■ Задание ■
Перепишите эти записи, заменив «retail shelf audit» на «store shelf inspection». Всё остальное оставьте без изменений.

■ Представленные записи ■
.....

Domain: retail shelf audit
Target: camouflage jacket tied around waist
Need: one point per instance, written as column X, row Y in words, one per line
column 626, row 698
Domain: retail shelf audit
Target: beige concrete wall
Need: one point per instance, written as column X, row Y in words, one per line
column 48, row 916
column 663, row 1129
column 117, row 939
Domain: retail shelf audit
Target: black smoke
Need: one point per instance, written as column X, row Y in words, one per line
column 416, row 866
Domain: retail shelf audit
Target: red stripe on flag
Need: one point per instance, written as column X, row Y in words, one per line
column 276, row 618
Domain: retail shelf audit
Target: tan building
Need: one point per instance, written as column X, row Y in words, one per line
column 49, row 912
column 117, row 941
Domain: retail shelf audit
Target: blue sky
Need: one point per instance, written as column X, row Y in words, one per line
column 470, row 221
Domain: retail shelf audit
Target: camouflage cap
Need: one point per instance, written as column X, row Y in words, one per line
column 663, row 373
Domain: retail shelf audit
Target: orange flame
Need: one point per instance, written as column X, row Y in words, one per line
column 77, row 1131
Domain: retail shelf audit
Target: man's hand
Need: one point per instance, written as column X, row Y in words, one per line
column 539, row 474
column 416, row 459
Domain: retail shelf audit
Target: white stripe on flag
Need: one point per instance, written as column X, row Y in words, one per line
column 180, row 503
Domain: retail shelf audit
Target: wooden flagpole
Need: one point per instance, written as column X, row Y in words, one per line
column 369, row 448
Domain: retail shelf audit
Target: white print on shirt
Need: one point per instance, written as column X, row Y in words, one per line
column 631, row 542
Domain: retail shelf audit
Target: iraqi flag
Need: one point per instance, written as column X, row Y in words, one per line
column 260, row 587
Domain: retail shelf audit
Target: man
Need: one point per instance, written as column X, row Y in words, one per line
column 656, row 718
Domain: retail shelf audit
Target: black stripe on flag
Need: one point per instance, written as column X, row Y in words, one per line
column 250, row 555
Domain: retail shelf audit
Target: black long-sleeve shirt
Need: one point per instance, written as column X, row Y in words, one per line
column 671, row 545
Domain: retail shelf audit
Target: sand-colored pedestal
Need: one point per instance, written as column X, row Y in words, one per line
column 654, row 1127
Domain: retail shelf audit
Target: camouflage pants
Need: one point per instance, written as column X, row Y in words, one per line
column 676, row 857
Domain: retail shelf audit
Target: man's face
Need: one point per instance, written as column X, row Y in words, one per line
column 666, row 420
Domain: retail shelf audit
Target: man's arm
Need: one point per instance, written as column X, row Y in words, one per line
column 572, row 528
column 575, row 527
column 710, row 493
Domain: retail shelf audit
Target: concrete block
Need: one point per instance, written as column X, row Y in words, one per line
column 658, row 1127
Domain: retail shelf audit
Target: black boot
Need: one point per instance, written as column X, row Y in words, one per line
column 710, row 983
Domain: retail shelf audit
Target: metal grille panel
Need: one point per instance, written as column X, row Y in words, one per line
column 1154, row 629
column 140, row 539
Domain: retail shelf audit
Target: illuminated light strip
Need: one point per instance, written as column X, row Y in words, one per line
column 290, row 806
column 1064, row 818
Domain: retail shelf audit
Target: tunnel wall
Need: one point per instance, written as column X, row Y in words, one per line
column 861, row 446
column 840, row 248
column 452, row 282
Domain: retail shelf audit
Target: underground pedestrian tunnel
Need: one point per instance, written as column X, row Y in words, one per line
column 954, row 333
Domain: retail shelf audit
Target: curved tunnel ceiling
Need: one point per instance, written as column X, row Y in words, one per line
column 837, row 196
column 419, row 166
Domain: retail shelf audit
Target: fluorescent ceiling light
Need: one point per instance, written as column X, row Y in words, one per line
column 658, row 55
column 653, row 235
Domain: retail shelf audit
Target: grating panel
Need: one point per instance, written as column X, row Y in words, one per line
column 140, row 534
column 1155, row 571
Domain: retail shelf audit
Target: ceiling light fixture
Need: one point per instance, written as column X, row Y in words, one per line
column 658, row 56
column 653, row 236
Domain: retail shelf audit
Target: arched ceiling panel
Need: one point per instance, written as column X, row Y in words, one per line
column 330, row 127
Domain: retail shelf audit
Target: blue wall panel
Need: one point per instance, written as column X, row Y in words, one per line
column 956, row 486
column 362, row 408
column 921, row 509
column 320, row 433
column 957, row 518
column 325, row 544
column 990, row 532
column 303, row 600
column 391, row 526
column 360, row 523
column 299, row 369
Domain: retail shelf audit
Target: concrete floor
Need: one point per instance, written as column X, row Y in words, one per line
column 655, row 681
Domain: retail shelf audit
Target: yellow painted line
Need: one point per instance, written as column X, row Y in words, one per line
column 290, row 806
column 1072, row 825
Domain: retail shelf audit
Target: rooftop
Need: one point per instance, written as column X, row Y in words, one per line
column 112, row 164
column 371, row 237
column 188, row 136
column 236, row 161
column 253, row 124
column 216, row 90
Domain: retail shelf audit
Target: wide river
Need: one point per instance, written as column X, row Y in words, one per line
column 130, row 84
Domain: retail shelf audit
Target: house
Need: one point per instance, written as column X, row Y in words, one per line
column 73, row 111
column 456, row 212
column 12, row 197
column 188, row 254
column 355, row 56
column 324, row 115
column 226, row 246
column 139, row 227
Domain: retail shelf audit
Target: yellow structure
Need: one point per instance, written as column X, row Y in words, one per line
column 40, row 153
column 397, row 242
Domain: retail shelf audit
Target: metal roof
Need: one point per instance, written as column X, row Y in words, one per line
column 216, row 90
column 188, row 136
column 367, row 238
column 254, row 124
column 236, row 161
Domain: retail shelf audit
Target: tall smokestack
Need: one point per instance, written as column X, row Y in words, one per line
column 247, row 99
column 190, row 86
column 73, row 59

.....

■ Ответ к заданию ■
Domain: store shelf inspection
Target: camouflage jacket tied around waist
Need: one point per instance, written as column X, row Y in words, one per line
column 626, row 698
Domain: store shelf inspection
Target: beige concrete wall
Need: one point per instance, written as column X, row Y in words, one per line
column 48, row 916
column 663, row 1129
column 117, row 939
Domain: store shelf inspection
Target: black smoke
Need: one point per instance, written as column X, row Y in words, one per line
column 416, row 866
Domain: store shelf inspection
Target: red stripe on flag
Need: one point per instance, written as column X, row Y in words, one per line
column 276, row 618
Domain: store shelf inspection
Target: tan building
Need: one point per instance, written as column X, row Y in words, one per line
column 49, row 912
column 117, row 941
Domain: store shelf inspection
Target: blue sky
Need: one point per instance, written as column X, row Y in words, one per line
column 470, row 221
Domain: store shelf inspection
Target: camouflage cap
Need: one point per instance, written as column X, row Y in words, one per line
column 663, row 373
Domain: store shelf inspection
Target: orange flame
Need: one point per instance, written as column X, row Y in words, one per line
column 77, row 1131
Domain: store shelf inspection
Target: man's hand
Need: one point per instance, written as column X, row Y in words, one per line
column 539, row 474
column 416, row 459
Domain: store shelf inspection
Target: white stripe on flag
Need: one point per instance, written as column X, row Y in words, one per line
column 180, row 503
Domain: store shelf inspection
Target: wooden flagpole
Need: one point per instance, written as column X, row Y in words, one per line
column 369, row 448
Domain: store shelf inspection
Target: white print on shirt
Need: one point per instance, written as column X, row Y in words, one per line
column 631, row 542
Domain: store shelf inspection
Target: iraqi flag
Need: one point per instance, written as column X, row Y in words, one per line
column 260, row 587
Domain: store shelf inspection
Target: man
Need: one point per instance, written as column X, row Y in words, one per line
column 656, row 718
Domain: store shelf inspection
Target: black stripe on flag
Need: one point per instance, written as column X, row Y in words, one per line
column 250, row 555
Domain: store shelf inspection
Target: black long-sleeve shirt
Need: one point per instance, written as column X, row Y in words, one per line
column 671, row 545
Domain: store shelf inspection
Target: sand-colored pedestal
Need: one point per instance, written as column X, row Y in words, one per line
column 654, row 1127
Domain: store shelf inspection
Target: camouflage pants
Need: one point per instance, written as column X, row Y in words, one per line
column 676, row 857
Domain: store shelf inspection
Target: man's face
Need: one point per instance, written as column X, row Y in words, one per line
column 666, row 420
Domain: store shelf inspection
Target: man's arm
Need: one point per instance, written as column X, row Y in words, one per line
column 572, row 528
column 575, row 527
column 710, row 493
Domain: store shelf inspection
Target: concrete block
Need: one point per instance, written as column X, row Y in words, one per line
column 658, row 1127
Domain: store shelf inspection
Target: black boot
Need: one point per instance, written as column X, row Y in words, one per line
column 710, row 983
Domain: store shelf inspection
Target: metal grille panel
Need: one point per instance, written as column X, row Y in words, one per line
column 1154, row 629
column 140, row 539
Domain: store shelf inspection
Target: illuminated light strip
Need: one point per instance, written as column X, row Y in words, one per line
column 290, row 806
column 1064, row 818
Domain: store shelf inspection
Target: tunnel wall
Need: one point per instance, written as column X, row Y in words, one per line
column 861, row 446
column 840, row 248
column 452, row 282
Domain: store shelf inspection
Target: underground pedestrian tunnel
Need: one point per instance, written as column X, row Y in words, one per line
column 954, row 333
Domain: store shelf inspection
Target: curved tunnel ceiling
Need: one point per instance, written as column X, row Y in words, one per line
column 837, row 196
column 419, row 166
Domain: store shelf inspection
Target: fluorescent ceiling light
Need: one point per instance, written as column X, row Y in words, one per line
column 658, row 55
column 653, row 235
Domain: store shelf inspection
Target: grating panel
Need: one point per instance, written as column X, row Y in words, one per line
column 140, row 534
column 1155, row 571
Domain: store shelf inspection
Target: ceiling light fixture
Need: one point per instance, written as column X, row Y in words, one per line
column 658, row 56
column 653, row 236
Domain: store shelf inspection
Target: arched ceiling panel
Need: one point per instance, written as column X, row Y in words, one per line
column 330, row 127
Domain: store shelf inspection
Target: blue wall panel
Need: one point per instance, written as column X, row Y in words, one per line
column 956, row 486
column 362, row 408
column 921, row 509
column 320, row 433
column 957, row 518
column 325, row 544
column 990, row 532
column 303, row 600
column 391, row 526
column 360, row 523
column 299, row 369
Domain: store shelf inspection
Target: concrete floor
Need: one point per instance, written as column X, row Y in words, one per line
column 655, row 681
Domain: store shelf inspection
Target: yellow painted line
Need: one point per instance, written as column X, row Y in words, one per line
column 290, row 806
column 1072, row 825
Domain: store shelf inspection
Target: rooftop
Need: one point per instance, written as column X, row Y in words, one per line
column 112, row 164
column 371, row 237
column 188, row 136
column 236, row 161
column 253, row 124
column 216, row 90
Domain: store shelf inspection
Target: wide river
Need: one point per instance, written as column X, row Y in words, one per line
column 130, row 84
Domain: store shelf inspection
Target: house
Need: one point per instance, written as column X, row Y in words, one per line
column 73, row 111
column 456, row 212
column 12, row 197
column 188, row 254
column 355, row 56
column 324, row 115
column 226, row 246
column 139, row 227
Domain: store shelf inspection
Target: yellow structure
Need: one point per instance, written as column X, row Y in words, one per line
column 40, row 153
column 397, row 242
Domain: store shelf inspection
Target: metal roof
Need: one point per instance, written as column X, row Y in words, one per line
column 216, row 90
column 188, row 136
column 367, row 238
column 254, row 124
column 236, row 161
Domain: store shelf inspection
Target: tall smokestack
Need: one point per instance, written as column X, row Y in words, one per line
column 247, row 99
column 190, row 86
column 73, row 59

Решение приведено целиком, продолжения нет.